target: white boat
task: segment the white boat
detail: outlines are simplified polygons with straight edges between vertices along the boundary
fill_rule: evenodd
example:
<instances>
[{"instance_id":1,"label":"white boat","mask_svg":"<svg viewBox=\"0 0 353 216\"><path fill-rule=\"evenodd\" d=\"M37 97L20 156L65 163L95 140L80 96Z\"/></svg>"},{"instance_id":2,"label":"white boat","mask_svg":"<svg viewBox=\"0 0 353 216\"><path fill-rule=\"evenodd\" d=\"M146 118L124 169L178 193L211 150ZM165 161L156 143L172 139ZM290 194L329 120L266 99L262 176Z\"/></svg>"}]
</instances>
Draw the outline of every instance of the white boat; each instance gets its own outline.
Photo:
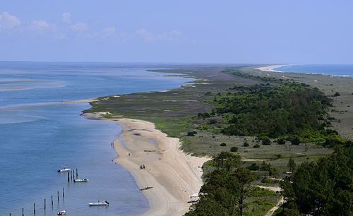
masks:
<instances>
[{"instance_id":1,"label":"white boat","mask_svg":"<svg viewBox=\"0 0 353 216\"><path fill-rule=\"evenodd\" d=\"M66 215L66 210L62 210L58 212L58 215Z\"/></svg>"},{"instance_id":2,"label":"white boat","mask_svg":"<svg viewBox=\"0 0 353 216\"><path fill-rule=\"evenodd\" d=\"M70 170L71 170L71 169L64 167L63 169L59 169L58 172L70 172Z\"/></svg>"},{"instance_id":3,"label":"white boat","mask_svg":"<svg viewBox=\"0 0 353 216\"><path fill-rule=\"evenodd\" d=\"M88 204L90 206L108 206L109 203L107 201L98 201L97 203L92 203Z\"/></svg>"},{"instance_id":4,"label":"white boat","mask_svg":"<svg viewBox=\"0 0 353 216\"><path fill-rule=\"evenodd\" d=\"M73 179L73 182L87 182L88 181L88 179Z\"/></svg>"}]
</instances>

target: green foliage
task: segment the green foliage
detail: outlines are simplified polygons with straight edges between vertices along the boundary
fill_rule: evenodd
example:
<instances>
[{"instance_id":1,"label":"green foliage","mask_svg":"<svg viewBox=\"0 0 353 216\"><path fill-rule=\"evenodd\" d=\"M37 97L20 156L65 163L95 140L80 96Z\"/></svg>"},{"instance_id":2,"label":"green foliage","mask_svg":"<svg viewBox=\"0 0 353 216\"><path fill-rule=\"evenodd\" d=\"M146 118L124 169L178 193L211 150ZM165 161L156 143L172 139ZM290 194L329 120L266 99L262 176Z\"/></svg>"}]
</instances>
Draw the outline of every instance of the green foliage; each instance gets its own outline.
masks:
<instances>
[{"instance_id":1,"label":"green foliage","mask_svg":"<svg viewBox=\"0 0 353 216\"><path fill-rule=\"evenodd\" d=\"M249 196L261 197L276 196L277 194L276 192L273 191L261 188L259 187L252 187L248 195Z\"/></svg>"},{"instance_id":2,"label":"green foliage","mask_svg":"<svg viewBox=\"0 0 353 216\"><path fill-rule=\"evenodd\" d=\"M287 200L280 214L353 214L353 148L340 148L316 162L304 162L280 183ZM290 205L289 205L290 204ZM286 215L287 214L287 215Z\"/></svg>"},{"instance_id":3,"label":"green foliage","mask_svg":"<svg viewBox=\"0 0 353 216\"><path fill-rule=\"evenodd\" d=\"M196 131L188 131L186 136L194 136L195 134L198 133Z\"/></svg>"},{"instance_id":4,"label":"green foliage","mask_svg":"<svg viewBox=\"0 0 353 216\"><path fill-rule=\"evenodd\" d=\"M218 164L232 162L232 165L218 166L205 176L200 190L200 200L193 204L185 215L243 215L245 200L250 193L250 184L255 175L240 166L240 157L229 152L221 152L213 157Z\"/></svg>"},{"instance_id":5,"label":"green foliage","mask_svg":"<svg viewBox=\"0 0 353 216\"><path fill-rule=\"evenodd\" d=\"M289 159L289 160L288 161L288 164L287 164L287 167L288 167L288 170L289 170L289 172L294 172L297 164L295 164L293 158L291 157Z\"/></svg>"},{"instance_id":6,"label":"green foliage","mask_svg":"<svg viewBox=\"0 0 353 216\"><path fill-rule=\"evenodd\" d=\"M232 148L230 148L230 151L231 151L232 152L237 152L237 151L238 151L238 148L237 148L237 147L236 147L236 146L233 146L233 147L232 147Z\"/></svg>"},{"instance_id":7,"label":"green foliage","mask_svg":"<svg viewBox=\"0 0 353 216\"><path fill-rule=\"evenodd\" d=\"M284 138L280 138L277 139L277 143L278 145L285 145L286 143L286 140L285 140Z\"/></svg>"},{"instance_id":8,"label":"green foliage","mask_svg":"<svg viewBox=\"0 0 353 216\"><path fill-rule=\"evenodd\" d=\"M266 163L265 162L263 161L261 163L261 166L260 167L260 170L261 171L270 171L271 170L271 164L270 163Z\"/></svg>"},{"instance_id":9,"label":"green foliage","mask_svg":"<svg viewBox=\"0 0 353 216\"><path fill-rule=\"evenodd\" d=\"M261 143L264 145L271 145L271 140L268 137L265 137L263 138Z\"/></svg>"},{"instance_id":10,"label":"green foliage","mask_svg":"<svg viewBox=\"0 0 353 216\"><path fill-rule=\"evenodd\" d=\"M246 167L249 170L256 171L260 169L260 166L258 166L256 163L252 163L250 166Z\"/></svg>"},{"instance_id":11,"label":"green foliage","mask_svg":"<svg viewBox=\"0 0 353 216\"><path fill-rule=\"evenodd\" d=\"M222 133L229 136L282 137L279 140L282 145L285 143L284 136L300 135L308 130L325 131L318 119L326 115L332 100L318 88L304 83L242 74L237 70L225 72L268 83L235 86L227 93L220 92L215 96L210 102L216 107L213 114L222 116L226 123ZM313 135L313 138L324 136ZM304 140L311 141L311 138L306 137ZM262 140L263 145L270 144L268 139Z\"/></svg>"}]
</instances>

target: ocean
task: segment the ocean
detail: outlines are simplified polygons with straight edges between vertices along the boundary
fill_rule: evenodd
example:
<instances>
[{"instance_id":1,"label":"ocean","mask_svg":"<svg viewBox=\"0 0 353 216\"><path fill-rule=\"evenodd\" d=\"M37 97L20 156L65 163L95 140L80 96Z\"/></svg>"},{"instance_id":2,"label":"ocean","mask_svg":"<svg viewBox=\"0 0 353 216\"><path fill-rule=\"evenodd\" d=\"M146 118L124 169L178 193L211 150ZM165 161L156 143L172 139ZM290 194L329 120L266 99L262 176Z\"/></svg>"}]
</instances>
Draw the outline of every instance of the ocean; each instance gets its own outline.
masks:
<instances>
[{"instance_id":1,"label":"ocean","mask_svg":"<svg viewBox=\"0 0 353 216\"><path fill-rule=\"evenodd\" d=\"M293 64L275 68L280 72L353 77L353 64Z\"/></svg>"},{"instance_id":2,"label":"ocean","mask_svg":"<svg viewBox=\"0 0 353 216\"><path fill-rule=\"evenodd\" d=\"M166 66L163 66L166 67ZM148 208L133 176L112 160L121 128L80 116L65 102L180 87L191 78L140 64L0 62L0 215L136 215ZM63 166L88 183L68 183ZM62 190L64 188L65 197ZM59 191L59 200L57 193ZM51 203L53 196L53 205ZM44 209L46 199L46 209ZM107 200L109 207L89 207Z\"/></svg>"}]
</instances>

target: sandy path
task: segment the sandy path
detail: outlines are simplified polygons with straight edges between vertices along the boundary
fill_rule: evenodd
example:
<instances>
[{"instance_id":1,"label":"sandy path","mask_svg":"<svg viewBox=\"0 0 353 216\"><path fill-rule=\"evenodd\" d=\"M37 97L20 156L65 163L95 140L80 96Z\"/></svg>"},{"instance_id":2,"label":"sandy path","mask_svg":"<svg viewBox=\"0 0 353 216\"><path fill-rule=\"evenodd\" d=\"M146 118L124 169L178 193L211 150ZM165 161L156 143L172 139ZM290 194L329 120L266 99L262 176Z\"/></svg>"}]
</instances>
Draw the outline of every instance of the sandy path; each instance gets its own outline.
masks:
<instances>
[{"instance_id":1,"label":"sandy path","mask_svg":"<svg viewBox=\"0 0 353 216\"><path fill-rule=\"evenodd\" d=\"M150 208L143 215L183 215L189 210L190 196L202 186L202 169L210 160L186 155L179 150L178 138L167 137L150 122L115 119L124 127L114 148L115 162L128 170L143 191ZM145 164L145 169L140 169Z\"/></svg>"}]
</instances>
* * *
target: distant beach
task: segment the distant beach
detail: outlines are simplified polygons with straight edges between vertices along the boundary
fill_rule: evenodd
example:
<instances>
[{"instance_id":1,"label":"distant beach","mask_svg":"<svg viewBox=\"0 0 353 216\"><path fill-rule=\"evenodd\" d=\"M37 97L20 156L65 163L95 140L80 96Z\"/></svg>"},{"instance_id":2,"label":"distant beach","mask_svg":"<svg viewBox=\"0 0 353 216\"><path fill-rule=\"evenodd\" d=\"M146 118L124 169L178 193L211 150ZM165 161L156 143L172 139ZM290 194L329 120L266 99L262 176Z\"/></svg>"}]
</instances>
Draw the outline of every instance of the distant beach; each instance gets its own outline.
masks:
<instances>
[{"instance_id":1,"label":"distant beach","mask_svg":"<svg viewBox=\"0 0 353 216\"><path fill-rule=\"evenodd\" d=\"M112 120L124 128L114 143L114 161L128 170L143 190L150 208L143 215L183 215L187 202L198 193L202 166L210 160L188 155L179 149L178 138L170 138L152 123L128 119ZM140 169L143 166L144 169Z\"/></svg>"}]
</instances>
* * *
Extraiga de los datos anteriores cada línea en la que aparezca la palabra "segment".

RESPUESTA ::
task: segment the white boat
task: segment the green foliage
task: segment the ocean
task: segment the sandy path
task: segment the distant beach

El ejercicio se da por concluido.